## Selected text
╔══
During the COVID-19 pandemic, social distancing and the close of “non-essential” businesses mark a new normal in American public life. The dictionary defines essential as “absolutely necessary, indispensable.” Essential has yet to become a legal term of art concerning classification of corporate entities but there has been some guidance.
42 U.S. Code § 5189e defines “essential service providers” for the purpose of major disaster assistance programs. Under this law, unless exceptional circumstances apply, in an emergency or major disaster, the government shall not “deny or impede access to the disaster site to an essential service provider whose access is necessary to restore and repair an essential service; or impede the restoration or repair of the services” to the greatest extent practical. “Essential service providers” include communication service providers, utilities like power and gas, and “any other essential service, as determined by the President.” “A private, for profit entity… contributing to efforts to respond to an emergency or major disaster” becomes essential under this law.
While the US lacks a governing national standard to define “essential” operations during the current public health crisis, the Cybersecurity and Infrastructure Agency (CISA) issued an advisory list defining by example, including:
Healthcare and Public Health
Law Enforcement, Public Safety, and Public Responders
Food and Agriculture
Water and Wastewater
Transportation and Logistics, including Post and Shipping
Public Works, including Media and IT
Other Community-Based Government Operations and Essential Functions, such as government
The majority of media coverage focuses on businesses with direct consumer interaction, so restaurants, gas stations, and grocery stores typify the “essential” business in the public mind. Liquor stores and outdoor recreation hover at the borders of this classification, creating discrepancies between states.
╚══
## Exercise instructions
Pick up the piece on what counts as an "essential" business during the COVID-19 pandemic after its last sentence above, and carry its discussion forward.

## Supplied entries
╔══
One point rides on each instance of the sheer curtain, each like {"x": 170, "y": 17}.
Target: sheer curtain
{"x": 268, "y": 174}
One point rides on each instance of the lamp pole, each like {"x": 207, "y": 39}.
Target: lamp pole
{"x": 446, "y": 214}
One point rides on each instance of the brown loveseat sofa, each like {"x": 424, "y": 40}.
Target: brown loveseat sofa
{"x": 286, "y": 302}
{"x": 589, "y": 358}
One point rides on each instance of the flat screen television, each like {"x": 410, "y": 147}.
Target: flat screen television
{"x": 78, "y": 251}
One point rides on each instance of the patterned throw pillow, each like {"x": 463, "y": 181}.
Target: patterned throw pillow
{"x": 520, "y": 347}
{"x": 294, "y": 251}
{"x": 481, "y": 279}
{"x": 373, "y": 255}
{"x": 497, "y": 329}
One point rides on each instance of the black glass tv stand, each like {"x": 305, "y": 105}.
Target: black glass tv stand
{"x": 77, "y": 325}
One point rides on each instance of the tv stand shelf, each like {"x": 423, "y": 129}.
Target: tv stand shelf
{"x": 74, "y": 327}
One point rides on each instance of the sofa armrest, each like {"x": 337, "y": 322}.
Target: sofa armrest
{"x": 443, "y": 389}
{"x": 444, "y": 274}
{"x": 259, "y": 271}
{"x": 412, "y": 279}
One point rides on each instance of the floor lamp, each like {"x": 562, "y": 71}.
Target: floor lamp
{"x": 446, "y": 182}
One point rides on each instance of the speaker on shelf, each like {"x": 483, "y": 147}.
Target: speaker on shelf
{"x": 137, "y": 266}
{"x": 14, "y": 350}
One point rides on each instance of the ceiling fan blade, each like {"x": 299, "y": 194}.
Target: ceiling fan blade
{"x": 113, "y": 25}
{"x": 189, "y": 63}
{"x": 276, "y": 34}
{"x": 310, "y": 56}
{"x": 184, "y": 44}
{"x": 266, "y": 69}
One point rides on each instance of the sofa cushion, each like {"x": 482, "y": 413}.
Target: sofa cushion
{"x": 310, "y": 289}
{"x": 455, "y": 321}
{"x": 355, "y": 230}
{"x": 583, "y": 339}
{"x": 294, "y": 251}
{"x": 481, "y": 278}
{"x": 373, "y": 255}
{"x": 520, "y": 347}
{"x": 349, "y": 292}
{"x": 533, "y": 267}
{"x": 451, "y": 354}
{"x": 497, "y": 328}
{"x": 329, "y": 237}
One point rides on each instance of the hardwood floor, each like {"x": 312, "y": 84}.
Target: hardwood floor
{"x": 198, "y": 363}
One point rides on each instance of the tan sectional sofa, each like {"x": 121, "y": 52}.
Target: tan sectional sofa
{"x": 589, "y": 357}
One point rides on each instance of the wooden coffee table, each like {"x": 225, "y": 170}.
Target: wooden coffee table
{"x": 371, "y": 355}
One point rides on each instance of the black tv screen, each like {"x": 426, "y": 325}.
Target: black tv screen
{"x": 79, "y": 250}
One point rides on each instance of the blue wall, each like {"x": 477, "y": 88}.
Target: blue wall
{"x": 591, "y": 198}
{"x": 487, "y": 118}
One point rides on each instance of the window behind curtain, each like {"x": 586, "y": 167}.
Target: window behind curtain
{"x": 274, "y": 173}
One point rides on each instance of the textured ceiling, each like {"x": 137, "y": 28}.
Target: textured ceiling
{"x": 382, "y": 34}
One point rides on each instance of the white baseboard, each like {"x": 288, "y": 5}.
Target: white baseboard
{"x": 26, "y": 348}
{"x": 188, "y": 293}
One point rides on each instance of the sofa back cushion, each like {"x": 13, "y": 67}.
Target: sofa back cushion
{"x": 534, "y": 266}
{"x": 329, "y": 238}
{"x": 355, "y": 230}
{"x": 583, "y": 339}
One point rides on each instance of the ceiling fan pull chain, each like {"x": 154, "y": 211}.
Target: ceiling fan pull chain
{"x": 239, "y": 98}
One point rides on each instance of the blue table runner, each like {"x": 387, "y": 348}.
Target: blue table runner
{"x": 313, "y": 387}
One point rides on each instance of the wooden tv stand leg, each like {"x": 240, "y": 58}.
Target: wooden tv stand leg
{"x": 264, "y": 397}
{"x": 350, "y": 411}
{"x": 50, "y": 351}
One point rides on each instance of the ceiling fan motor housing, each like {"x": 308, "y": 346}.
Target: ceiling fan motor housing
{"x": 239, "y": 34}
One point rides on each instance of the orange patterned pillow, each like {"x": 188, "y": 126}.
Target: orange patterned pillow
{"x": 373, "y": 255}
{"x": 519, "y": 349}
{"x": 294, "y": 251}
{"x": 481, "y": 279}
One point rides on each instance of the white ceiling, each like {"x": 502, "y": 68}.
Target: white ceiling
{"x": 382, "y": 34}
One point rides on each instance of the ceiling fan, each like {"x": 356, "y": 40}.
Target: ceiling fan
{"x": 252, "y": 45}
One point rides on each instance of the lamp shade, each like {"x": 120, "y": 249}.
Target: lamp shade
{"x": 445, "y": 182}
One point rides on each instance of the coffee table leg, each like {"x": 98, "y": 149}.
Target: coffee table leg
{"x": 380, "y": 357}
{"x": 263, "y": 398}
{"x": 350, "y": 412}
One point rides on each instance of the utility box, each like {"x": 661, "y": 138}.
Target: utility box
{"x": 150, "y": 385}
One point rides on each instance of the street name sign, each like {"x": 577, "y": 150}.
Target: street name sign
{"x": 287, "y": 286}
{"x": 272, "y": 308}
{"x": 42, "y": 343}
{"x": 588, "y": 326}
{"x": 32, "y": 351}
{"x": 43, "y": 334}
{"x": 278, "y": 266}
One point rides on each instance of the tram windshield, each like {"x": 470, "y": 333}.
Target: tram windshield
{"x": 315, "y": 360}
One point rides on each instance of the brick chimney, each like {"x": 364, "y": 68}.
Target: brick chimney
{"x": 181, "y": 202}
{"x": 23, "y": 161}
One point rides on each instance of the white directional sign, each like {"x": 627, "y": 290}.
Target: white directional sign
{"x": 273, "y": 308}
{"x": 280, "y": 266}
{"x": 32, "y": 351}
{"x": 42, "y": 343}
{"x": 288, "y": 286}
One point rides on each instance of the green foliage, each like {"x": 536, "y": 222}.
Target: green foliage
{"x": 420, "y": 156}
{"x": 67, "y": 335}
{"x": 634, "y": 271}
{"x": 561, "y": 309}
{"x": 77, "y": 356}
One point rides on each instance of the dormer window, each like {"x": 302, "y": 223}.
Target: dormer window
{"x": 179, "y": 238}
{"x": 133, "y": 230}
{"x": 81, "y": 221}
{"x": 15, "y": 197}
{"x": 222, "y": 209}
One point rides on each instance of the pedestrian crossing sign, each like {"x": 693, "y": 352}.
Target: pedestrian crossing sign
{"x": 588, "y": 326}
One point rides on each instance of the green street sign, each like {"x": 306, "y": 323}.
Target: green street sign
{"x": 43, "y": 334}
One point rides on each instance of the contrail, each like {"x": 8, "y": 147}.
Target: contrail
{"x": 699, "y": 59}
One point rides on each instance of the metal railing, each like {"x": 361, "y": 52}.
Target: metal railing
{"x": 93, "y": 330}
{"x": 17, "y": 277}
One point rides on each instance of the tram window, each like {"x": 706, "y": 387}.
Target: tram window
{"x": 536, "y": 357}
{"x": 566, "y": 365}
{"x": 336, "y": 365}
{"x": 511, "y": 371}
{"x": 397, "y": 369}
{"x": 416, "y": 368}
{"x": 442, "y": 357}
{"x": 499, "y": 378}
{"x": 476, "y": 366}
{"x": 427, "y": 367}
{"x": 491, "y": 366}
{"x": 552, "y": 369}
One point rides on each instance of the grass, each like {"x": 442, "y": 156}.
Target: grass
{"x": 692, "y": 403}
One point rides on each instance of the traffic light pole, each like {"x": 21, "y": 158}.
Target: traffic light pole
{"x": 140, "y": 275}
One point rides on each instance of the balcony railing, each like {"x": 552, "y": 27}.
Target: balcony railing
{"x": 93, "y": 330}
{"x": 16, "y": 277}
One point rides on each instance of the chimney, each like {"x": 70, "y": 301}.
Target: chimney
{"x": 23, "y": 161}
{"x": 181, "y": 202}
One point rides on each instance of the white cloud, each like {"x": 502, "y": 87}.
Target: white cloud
╚══
## Response for this exercise
“Non-essential” seems close to a death sentence for a struggling small business. This classification requires the establishment to shut its doors to customers and any opportunity for profit. It’s no wonder smaller, customer-facing businesses have attempted to skirt the law by expanding into “essential” operations. Tattoo parlors claim they sell medical supplies while firearm vendors assert their constitutional claim to stay open.Fortune quotes Center for Responsive Politics senior researcher Dan Auble as calling this crisis “an existential threat to just about every single business in the country in a way we haven’t seen.”
However, consumers see little on the nightly news about larger corporations behind the scenes. Who are the winners and losers of the battle to be “essential” among retail, utilities, and manufacturing corporations? Auble’s research holds that if one knows the right people to call and how to present a case, “you can get on that [CISA essential operations] list.” The America’s Power trade group, “a partnership of industries involved in producing electricity from coal,” lobbied for inclusion in the updated CISA. As of March 28, the expanded guidance on “essential” businesses “highlights the coal supply chain as having a ‘special responsibility to maintain operations during the pandemic because it is ‘critical to ensuring the reliability of the electrical system.’” Clearly, this is a victory in a struggling time.
Incoming data allows us to ask new questions. Is the label “essential” as vital as it seems? Should corporate counsel begin the process of aiding their clients in a transition to “essential” operations in preparation for future pandemics or the resurgence of COVID-19 during fall 2020?
The uncertainty about the future impact of COVID-19 and the legal definition of “essential” combine to make a definitive answer to these questions impossible. If one takes stocks as a sign of business health, the situation may not be as dire as it seems. Energy is the only industry whose stocks fell further from their high at this time than during the 2007-2009 recession. However, many believe that the stock market is not directly connected to the country’s economic health. The fact that the Dow Jones Industrial Average just staged its best two-week performance since the 1930s during the current economic struggle underscores this fact. For many corporate entities, the need to be “essential” may hinge on shareholder expectations.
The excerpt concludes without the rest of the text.